**Given problem**
Return the rows below word for word, starting at the line that contains "Provide the location of each instance of the red sign" and ending with the last line of the rows.

**Information supplied**
────
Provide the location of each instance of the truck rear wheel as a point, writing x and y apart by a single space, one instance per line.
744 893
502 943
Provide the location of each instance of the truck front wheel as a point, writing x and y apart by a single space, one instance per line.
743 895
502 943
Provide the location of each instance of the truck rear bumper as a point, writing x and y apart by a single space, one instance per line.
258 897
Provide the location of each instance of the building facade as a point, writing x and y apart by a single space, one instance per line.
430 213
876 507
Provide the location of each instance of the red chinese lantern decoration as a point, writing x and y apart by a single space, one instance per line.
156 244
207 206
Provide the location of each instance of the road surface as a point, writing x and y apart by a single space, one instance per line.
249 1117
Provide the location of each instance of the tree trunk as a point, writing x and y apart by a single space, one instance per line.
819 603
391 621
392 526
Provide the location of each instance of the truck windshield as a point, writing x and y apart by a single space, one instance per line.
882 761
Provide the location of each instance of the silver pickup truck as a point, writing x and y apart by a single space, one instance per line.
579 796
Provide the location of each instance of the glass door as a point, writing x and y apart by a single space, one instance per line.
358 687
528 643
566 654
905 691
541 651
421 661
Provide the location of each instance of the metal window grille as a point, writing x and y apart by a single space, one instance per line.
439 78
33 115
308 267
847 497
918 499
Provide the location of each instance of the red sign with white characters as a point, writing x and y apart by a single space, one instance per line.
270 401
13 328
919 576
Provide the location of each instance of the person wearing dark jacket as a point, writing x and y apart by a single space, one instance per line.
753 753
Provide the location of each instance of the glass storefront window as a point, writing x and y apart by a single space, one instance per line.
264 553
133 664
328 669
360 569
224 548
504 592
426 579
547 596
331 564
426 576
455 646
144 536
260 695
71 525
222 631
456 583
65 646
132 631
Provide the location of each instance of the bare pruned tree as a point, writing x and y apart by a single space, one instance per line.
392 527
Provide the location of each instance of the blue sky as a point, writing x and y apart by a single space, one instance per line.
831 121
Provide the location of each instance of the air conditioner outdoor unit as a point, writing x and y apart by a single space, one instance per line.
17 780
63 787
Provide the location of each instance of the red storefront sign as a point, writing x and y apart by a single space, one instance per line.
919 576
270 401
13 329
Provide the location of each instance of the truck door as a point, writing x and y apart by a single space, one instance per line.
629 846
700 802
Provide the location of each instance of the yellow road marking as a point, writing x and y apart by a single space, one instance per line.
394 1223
────
**Solution for this problem**
Provide the location of each instance of the red sign with white characters as a point, writing x and y apart by a single space, one instance per line.
270 401
13 328
919 576
Provide the location of each instance of the person wearing dark jacket as a point, writing x and y apart by a single space, one instance per line.
753 753
Provide the location of each instance of the glass storefront window as a point, writing x and y apart by a single space, one instance per line.
264 553
133 664
328 669
360 569
224 548
504 592
426 579
547 596
331 564
426 576
455 646
144 536
260 695
71 525
222 631
456 583
65 646
132 631
Provide the location of each instance of the bare pruned tree as a point, writing x and y apart by a single space, one instance per line.
392 527
Provide the location of each instance of the blue sky as a point, writing x and y apart by a single space, one instance per line.
831 121
Provide the location of each instance of the air conditioner outdoor unit as a point, writing x and y apart by a single space, one instance per line.
17 780
63 787
Provide the location of each instance of the red storefront sign as a point, writing x and y apart by a single space, one instance per line.
919 576
270 401
13 329
Provide the location of each instance of the truck door as a point, writing x and y apart by a single space, one instance per line.
629 846
700 802
Provide the location of each instance of the yellow road marking as a point, writing x and y apart by a single space, one instance per line.
394 1223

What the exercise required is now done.